* What you should do: Please copy all of the items below word for word, changing nothing.

* Provided records:
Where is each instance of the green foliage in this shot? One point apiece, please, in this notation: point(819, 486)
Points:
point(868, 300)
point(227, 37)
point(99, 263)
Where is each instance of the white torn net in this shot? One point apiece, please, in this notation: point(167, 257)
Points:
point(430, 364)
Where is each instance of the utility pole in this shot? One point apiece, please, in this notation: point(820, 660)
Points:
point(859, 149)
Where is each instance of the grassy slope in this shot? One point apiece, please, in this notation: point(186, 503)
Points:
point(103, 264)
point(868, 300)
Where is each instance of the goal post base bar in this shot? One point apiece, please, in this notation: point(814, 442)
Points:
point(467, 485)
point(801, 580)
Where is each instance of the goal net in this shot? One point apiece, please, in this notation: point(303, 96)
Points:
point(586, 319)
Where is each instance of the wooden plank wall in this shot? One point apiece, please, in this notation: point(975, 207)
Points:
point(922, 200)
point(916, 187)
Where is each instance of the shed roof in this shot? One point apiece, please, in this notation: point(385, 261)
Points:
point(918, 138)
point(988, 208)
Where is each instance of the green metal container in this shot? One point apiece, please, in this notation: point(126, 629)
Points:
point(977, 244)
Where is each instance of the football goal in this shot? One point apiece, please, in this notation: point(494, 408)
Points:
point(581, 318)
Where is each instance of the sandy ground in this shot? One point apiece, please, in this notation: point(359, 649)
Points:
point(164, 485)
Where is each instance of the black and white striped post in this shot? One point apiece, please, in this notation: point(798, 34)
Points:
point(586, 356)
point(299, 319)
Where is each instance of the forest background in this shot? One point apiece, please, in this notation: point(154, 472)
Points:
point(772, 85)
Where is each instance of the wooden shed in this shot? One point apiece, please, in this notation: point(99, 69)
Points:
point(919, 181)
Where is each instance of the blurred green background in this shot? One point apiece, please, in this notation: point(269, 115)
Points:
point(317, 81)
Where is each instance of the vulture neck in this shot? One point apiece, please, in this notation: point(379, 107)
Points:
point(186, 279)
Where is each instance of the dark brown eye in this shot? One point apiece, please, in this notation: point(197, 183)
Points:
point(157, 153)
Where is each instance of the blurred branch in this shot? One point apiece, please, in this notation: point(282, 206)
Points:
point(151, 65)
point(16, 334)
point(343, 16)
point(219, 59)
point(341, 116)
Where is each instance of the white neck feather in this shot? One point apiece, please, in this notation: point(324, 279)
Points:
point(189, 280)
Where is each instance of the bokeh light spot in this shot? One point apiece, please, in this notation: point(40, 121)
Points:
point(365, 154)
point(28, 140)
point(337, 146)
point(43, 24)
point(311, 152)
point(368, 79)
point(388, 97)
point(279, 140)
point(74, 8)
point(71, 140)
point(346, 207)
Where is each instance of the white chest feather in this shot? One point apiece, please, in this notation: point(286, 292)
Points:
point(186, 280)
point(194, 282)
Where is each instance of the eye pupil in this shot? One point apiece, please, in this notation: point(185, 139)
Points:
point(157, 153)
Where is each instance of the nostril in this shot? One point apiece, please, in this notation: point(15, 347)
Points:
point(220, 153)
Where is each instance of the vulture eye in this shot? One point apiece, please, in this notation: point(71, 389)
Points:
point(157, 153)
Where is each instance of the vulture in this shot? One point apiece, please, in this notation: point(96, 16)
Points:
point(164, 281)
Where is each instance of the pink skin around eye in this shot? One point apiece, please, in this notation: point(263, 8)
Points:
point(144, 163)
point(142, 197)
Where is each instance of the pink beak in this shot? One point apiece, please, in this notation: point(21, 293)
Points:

* Solution for this problem:
Where is each instance of the green foliage in this shot? One point apiece, please, in this notation: point(819, 486)
Points:
point(868, 300)
point(227, 37)
point(99, 263)
Where is each instance of the white torn net in this shot? One point apiece, please, in this notation: point(167, 257)
Points:
point(430, 364)
Where is each instance of the utility pole in this shot? One point apiece, please, in this notation: point(820, 660)
Points:
point(859, 149)
Where is each instance of the grassy slope in this shot? One point apiece, please, in this notation: point(186, 503)
Points:
point(103, 264)
point(868, 300)
Where is each instance of the goal post base bar in this shot? One point apiece, please, in this notation: point(814, 442)
Points:
point(467, 485)
point(801, 580)
Where is each instance of the goal net in this shot? One point apiece, please, in this notation: point(303, 96)
Points:
point(586, 319)
Where is each instance of the wooden plank wall in this shot? One point apiece, please, in this notation: point(975, 207)
Points:
point(922, 200)
point(916, 187)
Where is each instance of the shed roof in this shot? One point apiece, please, in this notation: point(385, 261)
Points:
point(918, 138)
point(988, 208)
Where is each instance of the green metal container in this shot? One point apiece, please, in this notation: point(126, 629)
Points:
point(977, 244)
Where is each instance of the football goal in this shot? One point apiece, please, in this notation: point(494, 408)
Points:
point(581, 318)
Where is each instance of the sandy ground in this shot? One point apiece, please, in this notation: point(359, 649)
Points:
point(164, 485)
Where is each instance of the black and white striped post in this shot? One point apiece, please, in this notation: point(798, 34)
Points:
point(586, 356)
point(299, 319)
Where is each instance of the forest background in this shot? One point apiece, please, in this notation: point(154, 472)
Points:
point(772, 85)
Where is each instance of the wooden shed in this shot? One point apiece, please, in this notation: point(99, 69)
Points:
point(919, 181)
Where is each instance of the blurred green background in this shot? One point apiece, please, in this notation: point(269, 115)
Points:
point(317, 81)
Where is each instance of the vulture neck in this shot? One point apiece, please, in this notation: point(379, 107)
Points:
point(186, 279)
Where is each instance of the dark brown eye in this shot? One point apiece, please, in this notation: point(197, 183)
Points:
point(157, 153)
Where is each instance of the blurred branch in this shot? One point apiece, please, in this notation: point(282, 206)
Points:
point(151, 65)
point(16, 334)
point(343, 16)
point(219, 59)
point(341, 116)
Where is each instance of the white neck feather in this shot? One point apiece, please, in this notation: point(324, 279)
Points:
point(189, 280)
Where is each instance of the bokeh light spot in this shot? One point apiece, please, in this notation: point(40, 121)
Points:
point(365, 154)
point(28, 140)
point(337, 146)
point(43, 24)
point(311, 152)
point(368, 79)
point(388, 97)
point(279, 140)
point(74, 8)
point(71, 140)
point(346, 207)
Where is each instance of the white chest feather in this shot? One point apiece, please, in this notation: point(286, 292)
Points:
point(186, 280)
point(194, 282)
Where is each instance of the eye pupil in this shot? One point apiece, please, in this notation: point(185, 139)
Points:
point(157, 153)
Where is each instance of the nostril in this shot? One point apiece, please, in this notation: point(15, 347)
Points:
point(220, 153)
Where is each instance of the vulture eye in this shot? One point apiece, please, in this notation: point(71, 389)
Points:
point(157, 153)
Where is each instance of the vulture in this shot? One point apiece, please, in this notation: point(96, 16)
Points:
point(164, 281)
Where is each instance of the pink skin around eye in this shot? One point apiece, please, in this notation: point(263, 8)
Points:
point(144, 163)
point(142, 197)
Where is each instance of the pink beak in this shot? One point apiece, please, in this notation: point(21, 293)
Points:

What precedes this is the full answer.